◆ **Activity**: Copy out all of the data below exactly, so that no word differs from the original.

──────── Dataset entries ────────

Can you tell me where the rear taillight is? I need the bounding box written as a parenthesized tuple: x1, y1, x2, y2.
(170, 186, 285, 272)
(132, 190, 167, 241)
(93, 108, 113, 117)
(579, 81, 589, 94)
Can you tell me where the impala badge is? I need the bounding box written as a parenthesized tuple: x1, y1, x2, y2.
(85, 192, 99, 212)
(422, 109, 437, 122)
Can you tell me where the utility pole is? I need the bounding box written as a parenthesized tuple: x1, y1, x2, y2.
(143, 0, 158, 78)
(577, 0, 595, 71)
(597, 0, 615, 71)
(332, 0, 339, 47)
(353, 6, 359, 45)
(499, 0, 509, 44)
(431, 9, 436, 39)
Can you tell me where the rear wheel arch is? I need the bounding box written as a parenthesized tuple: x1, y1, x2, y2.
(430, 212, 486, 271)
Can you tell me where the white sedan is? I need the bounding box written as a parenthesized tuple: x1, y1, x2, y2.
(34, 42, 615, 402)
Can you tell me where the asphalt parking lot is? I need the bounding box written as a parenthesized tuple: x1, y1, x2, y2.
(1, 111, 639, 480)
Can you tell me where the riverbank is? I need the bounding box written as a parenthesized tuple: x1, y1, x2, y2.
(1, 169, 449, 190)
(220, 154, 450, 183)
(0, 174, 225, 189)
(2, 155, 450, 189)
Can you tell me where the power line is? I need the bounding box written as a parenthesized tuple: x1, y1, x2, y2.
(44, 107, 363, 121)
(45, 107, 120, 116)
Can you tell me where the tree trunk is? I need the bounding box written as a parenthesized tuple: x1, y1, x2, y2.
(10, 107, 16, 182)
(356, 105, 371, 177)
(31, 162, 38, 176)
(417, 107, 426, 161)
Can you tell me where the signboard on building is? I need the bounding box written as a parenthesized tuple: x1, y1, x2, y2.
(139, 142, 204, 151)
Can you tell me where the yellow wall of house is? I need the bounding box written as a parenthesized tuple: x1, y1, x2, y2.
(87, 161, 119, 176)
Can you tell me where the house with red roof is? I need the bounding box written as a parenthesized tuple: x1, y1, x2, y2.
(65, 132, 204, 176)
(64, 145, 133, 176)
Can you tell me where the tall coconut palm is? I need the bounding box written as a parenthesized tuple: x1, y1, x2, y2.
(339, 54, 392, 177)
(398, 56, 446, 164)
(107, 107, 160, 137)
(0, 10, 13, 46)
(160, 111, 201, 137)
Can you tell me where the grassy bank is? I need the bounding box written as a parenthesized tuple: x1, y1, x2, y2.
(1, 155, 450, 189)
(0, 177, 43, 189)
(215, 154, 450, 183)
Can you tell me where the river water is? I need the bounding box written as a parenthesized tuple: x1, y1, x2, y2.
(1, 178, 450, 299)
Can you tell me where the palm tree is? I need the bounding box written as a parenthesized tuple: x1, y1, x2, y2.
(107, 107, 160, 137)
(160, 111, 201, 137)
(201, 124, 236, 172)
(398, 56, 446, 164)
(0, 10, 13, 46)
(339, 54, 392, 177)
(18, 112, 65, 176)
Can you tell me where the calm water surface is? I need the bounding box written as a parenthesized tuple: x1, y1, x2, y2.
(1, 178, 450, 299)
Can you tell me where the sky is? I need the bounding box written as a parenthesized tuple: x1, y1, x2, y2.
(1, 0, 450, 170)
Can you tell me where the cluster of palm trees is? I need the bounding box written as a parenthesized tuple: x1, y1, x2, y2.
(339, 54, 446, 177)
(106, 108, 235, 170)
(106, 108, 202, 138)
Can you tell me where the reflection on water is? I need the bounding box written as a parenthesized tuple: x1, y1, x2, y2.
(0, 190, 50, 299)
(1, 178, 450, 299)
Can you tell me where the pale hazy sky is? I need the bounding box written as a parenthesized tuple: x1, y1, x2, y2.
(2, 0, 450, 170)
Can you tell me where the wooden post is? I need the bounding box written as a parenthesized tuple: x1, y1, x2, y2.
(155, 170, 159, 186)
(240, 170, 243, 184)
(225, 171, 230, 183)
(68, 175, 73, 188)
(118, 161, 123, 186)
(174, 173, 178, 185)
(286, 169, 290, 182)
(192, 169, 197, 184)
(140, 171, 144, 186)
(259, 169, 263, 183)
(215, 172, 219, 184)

────────

◆ **Task answer**:
Can you tell me where the rear taillight is? I need the bounding box written as a parenthesized tuple: x1, y1, x2, y2.
(170, 186, 285, 272)
(132, 190, 167, 241)
(93, 108, 113, 117)
(579, 81, 589, 94)
Can you tell me where the impala badge is? I need the bounding box written as a parenthesized tuple: x1, y1, x2, y2.
(85, 192, 99, 212)
(422, 109, 437, 122)
Can you tell me where the utility pole is? I need the bounding box written as a parenthesized tuple: x1, y1, x2, y2.
(143, 0, 158, 78)
(577, 0, 595, 71)
(597, 0, 615, 71)
(332, 0, 339, 47)
(353, 6, 359, 45)
(499, 0, 509, 44)
(431, 9, 436, 39)
Can you tell me where the rear wheel arch is? I need the bounding box written as a parenthesized tuple: x1, y1, x2, y2.
(430, 212, 486, 271)
Can you tell me where the white sedan is? I need the bounding box written as a parenthesized tuple: x1, y1, x2, y2.
(34, 42, 615, 402)
Can you tell me where the asphalt parking lot is? I need the bounding box written as a parenthesized tuple: x1, y1, x2, y2.
(1, 111, 639, 480)
Can you tell me where the riverbank is? I need the bounding box written as a parenthesized tuple: x1, y1, x2, y2.
(1, 169, 449, 190)
(220, 154, 450, 183)
(0, 174, 225, 189)
(2, 155, 450, 189)
Can you tell me where the power line is? I need the bounding box written as a parenthesized tuple: x1, y1, x2, y2.
(44, 107, 363, 121)
(45, 107, 120, 116)
Can you tell me where the tree trunk is? I need the bounding box written as a parenthesized tuple: x1, y1, x2, y2.
(10, 107, 16, 182)
(356, 105, 371, 177)
(31, 162, 38, 176)
(417, 107, 426, 161)
Can you tell me where the signboard on building is? I need the bounding box written as a parenthesized tuple: x1, y1, x2, y2.
(139, 142, 204, 151)
Can you tell me where the yellow wall of house is? I need the bounding box written as a parenthesized tuple: x1, y1, x2, y2.
(87, 161, 119, 176)
Can you tell me where the house with red roof is? I need the bounding box written as a parenthesized tuple: x1, y1, x2, y2.
(65, 132, 204, 176)
(64, 145, 133, 176)
Can you tell me where the tall coconut palm is? I need the bounding box written as a parenthesized tuple: x1, y1, x2, y2.
(339, 54, 392, 177)
(398, 56, 446, 164)
(107, 107, 160, 137)
(0, 10, 13, 46)
(160, 111, 201, 137)
Can you tell me where the grassy bank is? I need the bounding box written as a parenthesized tuple: x1, y1, x2, y2.
(1, 155, 450, 189)
(0, 177, 43, 189)
(215, 154, 450, 183)
Can you tell me where the river water is? I need the bounding box written as a parenthesized tuple: x1, y1, x2, y2.
(1, 178, 450, 299)
Can you tell me where the palm tree is? I need the bounding box written as a parenthesized tuple: x1, y1, x2, y2.
(107, 107, 160, 137)
(160, 111, 201, 137)
(201, 124, 236, 172)
(398, 56, 446, 164)
(0, 10, 13, 46)
(339, 54, 392, 177)
(18, 112, 65, 176)
Can you tell me where the calm water surface is? I need the bounding box written as a parenthesized tuple: x1, y1, x2, y2.
(1, 178, 450, 299)
Can you tell me where the sky is? I need the bounding box written as a parenthesized tuple: x1, y1, x2, y2.
(1, 0, 450, 170)
Can you tell me where the cluster of palm trees is? I need the bounding box written as a parenthesized tuple: x1, y1, x2, y2.
(339, 54, 446, 177)
(106, 108, 235, 170)
(106, 108, 202, 138)
Can you tell me where the reflection on water is? I need the bounding box written as a parenthesized tuple: x1, y1, x2, y2.
(0, 190, 50, 299)
(1, 178, 450, 299)
Can you tell me where the pale hazy sky is? I need the bounding box written as a parenthesized tuple: x1, y1, x2, y2.
(2, 0, 450, 170)
Can you tell me where the wooden post is? I need the bounding box written as a parenthesized tuple: x1, y1, x2, y2.
(155, 170, 159, 186)
(240, 170, 243, 184)
(225, 171, 230, 183)
(68, 175, 73, 188)
(118, 161, 123, 186)
(174, 173, 178, 185)
(286, 169, 290, 182)
(192, 169, 197, 184)
(140, 171, 144, 186)
(259, 169, 263, 183)
(215, 172, 219, 184)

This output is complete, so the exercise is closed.